To do: Extract each line below that contains the string "framed", treating uppercase and lowercase letters as distinct.

Data in this exercise:
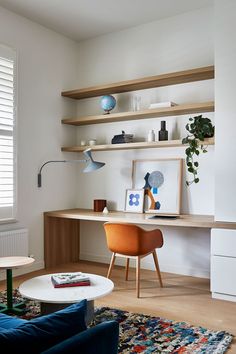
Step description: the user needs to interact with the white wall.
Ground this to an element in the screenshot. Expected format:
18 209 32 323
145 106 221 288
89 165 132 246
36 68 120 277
0 8 77 272
75 8 214 277
215 0 236 222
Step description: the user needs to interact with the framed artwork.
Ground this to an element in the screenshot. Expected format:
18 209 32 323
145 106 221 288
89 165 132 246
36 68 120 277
132 158 183 215
125 189 144 213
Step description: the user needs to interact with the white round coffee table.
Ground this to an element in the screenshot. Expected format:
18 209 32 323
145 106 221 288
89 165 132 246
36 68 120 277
19 273 114 323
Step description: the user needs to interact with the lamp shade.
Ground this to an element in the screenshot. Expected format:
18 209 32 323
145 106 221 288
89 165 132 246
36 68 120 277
83 149 105 173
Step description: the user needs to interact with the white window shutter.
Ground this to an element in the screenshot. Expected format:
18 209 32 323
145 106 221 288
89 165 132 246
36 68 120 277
0 45 16 222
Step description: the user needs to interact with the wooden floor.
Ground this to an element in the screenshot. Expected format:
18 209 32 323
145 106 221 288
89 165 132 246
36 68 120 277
0 261 236 353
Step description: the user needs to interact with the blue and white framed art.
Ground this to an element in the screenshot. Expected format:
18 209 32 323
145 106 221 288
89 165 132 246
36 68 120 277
125 189 144 213
132 158 183 215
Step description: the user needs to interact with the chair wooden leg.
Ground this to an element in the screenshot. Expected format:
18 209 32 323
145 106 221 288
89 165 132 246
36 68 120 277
107 253 116 278
152 250 163 288
136 256 141 297
125 258 129 280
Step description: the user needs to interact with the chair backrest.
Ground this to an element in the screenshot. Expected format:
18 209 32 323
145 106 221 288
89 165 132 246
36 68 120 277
104 223 163 256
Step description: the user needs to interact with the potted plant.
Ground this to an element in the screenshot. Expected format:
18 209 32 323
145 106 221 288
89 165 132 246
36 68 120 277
182 115 215 186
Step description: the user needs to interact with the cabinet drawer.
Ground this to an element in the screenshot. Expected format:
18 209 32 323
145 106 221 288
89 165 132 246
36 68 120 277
211 229 236 257
211 256 236 295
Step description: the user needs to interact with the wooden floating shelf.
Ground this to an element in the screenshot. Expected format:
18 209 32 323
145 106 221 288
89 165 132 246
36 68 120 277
61 66 214 100
62 101 214 126
61 138 215 152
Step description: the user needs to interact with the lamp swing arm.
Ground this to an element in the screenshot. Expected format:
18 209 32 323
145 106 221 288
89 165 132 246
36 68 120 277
38 159 89 187
38 149 105 188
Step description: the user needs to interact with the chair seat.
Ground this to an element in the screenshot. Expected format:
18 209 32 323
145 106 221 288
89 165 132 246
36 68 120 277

Written solution:
Step description: the user needs to interact with the framed artwork.
Step description: the user needs to interact with the blue and white framed art.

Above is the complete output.